• What is expected
Give back all of the records exactly.

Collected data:
· · ·
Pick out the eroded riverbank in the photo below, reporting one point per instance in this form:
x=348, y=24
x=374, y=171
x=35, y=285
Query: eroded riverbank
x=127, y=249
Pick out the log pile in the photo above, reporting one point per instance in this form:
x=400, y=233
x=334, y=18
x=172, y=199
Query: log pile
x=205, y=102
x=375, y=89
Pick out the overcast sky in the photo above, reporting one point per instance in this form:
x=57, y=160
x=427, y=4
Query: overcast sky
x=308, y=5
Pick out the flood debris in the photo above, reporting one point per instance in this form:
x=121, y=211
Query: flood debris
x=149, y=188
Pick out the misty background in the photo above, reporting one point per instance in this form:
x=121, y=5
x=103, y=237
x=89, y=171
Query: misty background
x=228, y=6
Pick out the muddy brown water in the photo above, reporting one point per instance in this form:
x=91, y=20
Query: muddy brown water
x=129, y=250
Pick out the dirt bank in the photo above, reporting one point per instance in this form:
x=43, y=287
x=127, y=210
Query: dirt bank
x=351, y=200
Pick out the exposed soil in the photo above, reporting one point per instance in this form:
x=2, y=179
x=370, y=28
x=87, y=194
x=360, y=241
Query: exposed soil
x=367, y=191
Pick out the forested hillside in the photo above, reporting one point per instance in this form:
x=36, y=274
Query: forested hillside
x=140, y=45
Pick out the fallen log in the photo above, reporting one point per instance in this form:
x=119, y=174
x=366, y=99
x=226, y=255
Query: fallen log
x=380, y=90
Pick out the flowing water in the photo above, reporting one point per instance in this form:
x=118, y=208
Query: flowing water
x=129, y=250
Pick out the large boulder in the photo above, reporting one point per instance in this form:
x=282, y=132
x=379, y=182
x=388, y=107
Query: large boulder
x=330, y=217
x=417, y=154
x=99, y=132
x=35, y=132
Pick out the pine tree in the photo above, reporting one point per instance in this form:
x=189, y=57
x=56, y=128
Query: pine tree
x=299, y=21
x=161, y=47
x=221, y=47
· · ·
• Your solution
Pick out the eroded riverbank in the photo below, reporting one point per instance in this form:
x=348, y=24
x=374, y=171
x=35, y=285
Query: eroded riverbank
x=127, y=249
Pick out the log pile in the photo above, reporting one point per instance in this form:
x=400, y=233
x=334, y=18
x=172, y=199
Query: log pile
x=205, y=102
x=375, y=89
Pick out the overcast sky in the photo above, reporting one point per instance in this form:
x=57, y=160
x=427, y=4
Query: overcast sky
x=308, y=5
Pick out the flood debris in the photo above, reporting one point per instance in this form:
x=121, y=211
Query: flood debris
x=149, y=188
Pick out the misty background in the photo above, reporting one point per instance in this form:
x=121, y=5
x=103, y=237
x=89, y=171
Query: misty background
x=228, y=6
Pick out the muddy brown water in the photo above, reporting one point per instance in this form:
x=91, y=20
Query: muddy brown water
x=129, y=250
Pick out the dirt bank in the photo above, reporting one point per instance in this form:
x=43, y=287
x=127, y=210
Query: dirt bank
x=351, y=200
Pick out the exposed soil in the photo above, reporting one point per instance in this form:
x=2, y=179
x=370, y=28
x=87, y=194
x=360, y=241
Query: exposed soil
x=367, y=191
Pick out the forested hillside in the photo above, reporting one point per instance in this form:
x=36, y=274
Query: forested hillside
x=140, y=45
Pick out the fallen log in the photo above, reporting one point per instance in this form:
x=119, y=174
x=366, y=99
x=226, y=255
Query: fallen log
x=380, y=90
Pick out the flowing water in the photo above, reporting one point per instance in this form:
x=118, y=208
Query: flowing water
x=129, y=250
Pick out the large boulder in the photo above, reporting one point per instance in this form:
x=282, y=132
x=379, y=182
x=388, y=107
Query: large boulder
x=330, y=217
x=417, y=154
x=99, y=132
x=35, y=132
Pick out the pine tree in the photo above, reporting one point per instance in this form:
x=189, y=57
x=56, y=128
Query: pine tree
x=299, y=21
x=161, y=47
x=221, y=47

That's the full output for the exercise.